_Task to carry out:_
Present the following entries again, word for word and in full.

Start of Available records

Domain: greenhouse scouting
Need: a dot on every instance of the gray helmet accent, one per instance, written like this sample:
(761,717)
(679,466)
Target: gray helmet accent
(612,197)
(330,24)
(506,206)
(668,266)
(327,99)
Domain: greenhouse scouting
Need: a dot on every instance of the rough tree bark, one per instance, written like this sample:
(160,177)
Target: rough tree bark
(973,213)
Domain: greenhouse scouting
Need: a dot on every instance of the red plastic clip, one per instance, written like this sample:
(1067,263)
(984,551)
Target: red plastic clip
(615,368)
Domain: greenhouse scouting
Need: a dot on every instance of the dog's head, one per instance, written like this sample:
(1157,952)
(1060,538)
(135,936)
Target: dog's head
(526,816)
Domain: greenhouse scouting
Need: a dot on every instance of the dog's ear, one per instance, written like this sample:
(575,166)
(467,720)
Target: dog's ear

End of Available records

_Worked answer:_
Domain: greenhouse scouting
Need: a dot on every instance of the gray helmet accent, one per instance, written like this sample:
(761,717)
(679,466)
Target: gray helmet accent
(612,197)
(330,24)
(506,206)
(668,266)
(327,99)
Domain: greenhouse scouting
Need: a dot on every instance of the rough tree bark, one per instance, written like this sample:
(160,177)
Target: rough tree bark
(973,213)
Domain: greenhouse scouting
Need: a dot on every instance of the red plastic clip, one per instance, written like this sample:
(1067,263)
(984,551)
Target: red plastic clip
(615,368)
Domain: greenhouse scouting
Need: a dot on every instance of the dog's head, one per instance, written like this sample:
(1157,952)
(1060,538)
(135,936)
Target: dog's head
(526,816)
Domain: greenhouse scouting
Need: a dot on every instance of the dog's ear, one per instance, written like this sample:
(575,166)
(467,720)
Target: dog's ear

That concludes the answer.